**EXTRAIT CHOISI:**

--*--

Le retour à la démocratie n’entraîne cependant pas un changement de modèle, les héritages sont conservés. La croissance chilienne (2%/an) se fonde sur la rente. En effet le cuivre constitue 10% du PIB du Chili et 50% des ressources. Le cuivre devient donc une ressource importante du pays : la mine de Chuquicamata, au Chili, est la plus grande mine de cuivre à ciel ouvert du monde. Ce modèle rentier permet au Chili de se développer, ainsi le pays se trouve aujourd’hui parmi les 5 premiers en Amérique latine.
Toutefois le modèle libéral et rentier n’a pas que des avantages. Le Chili reste soumis aux conjonctures du marché (bourses en Occident) et le libéralisme est aujourd’hui responsable du fort endettement des ménages chiliens (la dette des ménages représente près de 30% du PIB) puisque les secteurs tels que ceux de la santé ou de l’éducation ont été privatisés.
Aujourd’hui, en fait, la majorité des chiliens sont en colère. Le soulèvement et les émeutes au Chili depuis octobre 2019 qui ont fait 26 morts et 2459 blessés le montrent bien. Le Chili est actuellement sous état d’urgence et le peuple demande de vive voix la démission de Sebastián Piñera.

·   Un système qui perdure car soutenu par divers partisans.

            En devenant le premier pays d’Amérique du Sud à adhérer à l’OCDE en 2010, le Chili, 4ème économie du continent, est considéré comme un modèle de stabilité économique. Et pour cause, le PIB s’élève à plus de 298 milliards de dollars en 2018, avec une croissance de 4% la même année (bien qu’aujourd’hui les manifestations pourraient faire chuter les prévisions  pour 2019 de 2,5% à 1%). De surcroît l’IDH de 0,843 s’ajoute à des atouts économiques comme les ports de Valparaiso ou encore Antofagasta, les traités commerciaux (22 accords de libre-échange avec 60 pays) ou encore la tertiarisation croissante qui représente plus de 68% de l’emploi total.

--*--

**ACTIVITÉS:**
**1)** Modifiez le passage sur le Chili, en commençant à « Aujourd’hui, en fait, la » et en terminant à « par divers partisans. », et remplacez « émeutes » par « manifestations ».
**2)** Relevez tous les pourcentages qui apparaissent dans le passage sur le Chili.

--*--

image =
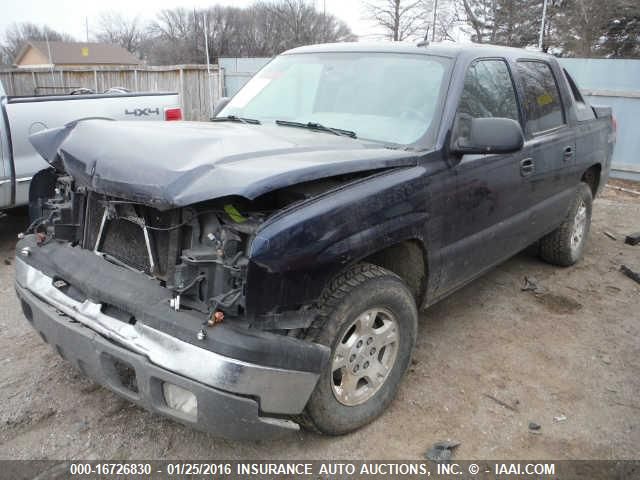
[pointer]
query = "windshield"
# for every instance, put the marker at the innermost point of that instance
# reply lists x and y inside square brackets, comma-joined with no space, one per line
[385,97]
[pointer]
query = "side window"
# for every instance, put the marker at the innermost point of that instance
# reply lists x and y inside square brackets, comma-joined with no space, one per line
[583,110]
[488,91]
[541,96]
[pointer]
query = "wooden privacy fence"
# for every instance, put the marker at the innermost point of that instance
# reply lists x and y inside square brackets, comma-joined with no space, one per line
[197,94]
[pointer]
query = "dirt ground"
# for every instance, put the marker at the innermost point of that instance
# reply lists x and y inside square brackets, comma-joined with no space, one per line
[489,359]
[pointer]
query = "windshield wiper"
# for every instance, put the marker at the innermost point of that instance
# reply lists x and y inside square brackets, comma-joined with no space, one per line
[318,127]
[233,118]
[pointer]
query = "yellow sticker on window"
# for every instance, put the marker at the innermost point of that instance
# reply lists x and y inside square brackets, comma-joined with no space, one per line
[234,214]
[545,99]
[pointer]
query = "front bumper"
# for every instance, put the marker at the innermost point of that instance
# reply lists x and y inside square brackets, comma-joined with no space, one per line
[232,395]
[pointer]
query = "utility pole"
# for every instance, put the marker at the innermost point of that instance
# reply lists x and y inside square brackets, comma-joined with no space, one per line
[544,14]
[433,27]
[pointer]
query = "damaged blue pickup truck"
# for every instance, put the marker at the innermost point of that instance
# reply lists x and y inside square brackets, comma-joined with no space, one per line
[265,270]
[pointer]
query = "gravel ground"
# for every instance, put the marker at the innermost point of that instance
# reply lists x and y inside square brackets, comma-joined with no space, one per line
[489,359]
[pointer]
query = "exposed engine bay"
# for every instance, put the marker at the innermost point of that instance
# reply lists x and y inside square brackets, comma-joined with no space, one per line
[199,252]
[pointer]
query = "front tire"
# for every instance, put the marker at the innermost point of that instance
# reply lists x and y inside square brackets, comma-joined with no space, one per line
[370,323]
[565,245]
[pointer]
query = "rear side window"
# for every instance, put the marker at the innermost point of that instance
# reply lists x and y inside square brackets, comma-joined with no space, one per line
[583,110]
[541,96]
[488,91]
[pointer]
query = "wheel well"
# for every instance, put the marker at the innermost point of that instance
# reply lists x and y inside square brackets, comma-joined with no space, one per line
[407,260]
[592,178]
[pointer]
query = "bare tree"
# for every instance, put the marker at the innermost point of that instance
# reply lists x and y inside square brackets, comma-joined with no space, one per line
[114,28]
[17,34]
[447,19]
[400,19]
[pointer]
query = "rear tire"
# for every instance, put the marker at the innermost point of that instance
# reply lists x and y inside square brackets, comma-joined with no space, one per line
[565,245]
[370,322]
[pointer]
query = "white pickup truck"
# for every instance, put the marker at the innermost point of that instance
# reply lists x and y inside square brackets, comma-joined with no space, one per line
[23,116]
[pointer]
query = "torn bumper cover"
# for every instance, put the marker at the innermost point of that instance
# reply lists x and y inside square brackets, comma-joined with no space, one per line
[233,397]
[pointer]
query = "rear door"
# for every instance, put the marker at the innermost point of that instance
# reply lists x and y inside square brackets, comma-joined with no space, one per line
[547,172]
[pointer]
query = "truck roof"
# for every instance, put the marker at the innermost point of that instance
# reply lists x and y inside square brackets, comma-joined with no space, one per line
[445,49]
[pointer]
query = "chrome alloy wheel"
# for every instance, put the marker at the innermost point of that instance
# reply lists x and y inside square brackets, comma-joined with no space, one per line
[364,356]
[579,227]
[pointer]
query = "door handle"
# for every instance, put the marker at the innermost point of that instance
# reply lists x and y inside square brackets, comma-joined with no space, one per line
[568,153]
[527,167]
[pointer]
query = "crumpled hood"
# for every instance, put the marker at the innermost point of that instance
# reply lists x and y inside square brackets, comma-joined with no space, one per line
[173,164]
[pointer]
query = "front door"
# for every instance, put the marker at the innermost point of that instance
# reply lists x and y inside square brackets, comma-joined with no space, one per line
[549,181]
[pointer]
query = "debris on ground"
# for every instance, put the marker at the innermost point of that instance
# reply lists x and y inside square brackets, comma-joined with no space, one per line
[501,403]
[625,190]
[441,451]
[635,276]
[632,239]
[531,285]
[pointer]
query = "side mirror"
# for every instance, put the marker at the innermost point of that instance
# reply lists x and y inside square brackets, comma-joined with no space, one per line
[487,135]
[220,105]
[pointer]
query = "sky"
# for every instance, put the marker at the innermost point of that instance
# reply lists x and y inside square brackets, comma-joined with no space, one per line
[70,15]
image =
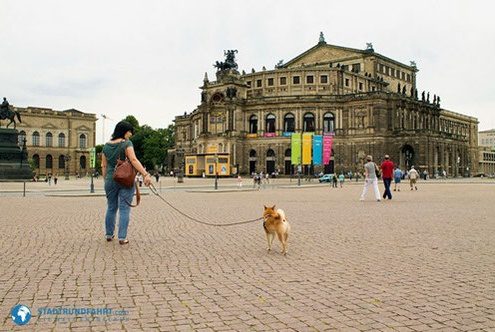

--*--

**CORRIGÉS:**
**1)**
Aujourd’hui, en fait, la majorité des chiliens sont en colère. Le soulèvement et les manifestations au Chili depuis octobre 2019 qui ont fait 26 morts et 2459 blessés le montrent bien. Le Chili est actuellement sous état d’urgence et le peuple demande de vive voix la démission de Sebastián Piñera.

·   Un système qui perdure car soutenu par divers partisans.

**2)** 2 %, 10 %, 50 %, 30 %, 4 %, 2,5 %, 1 %, 68 %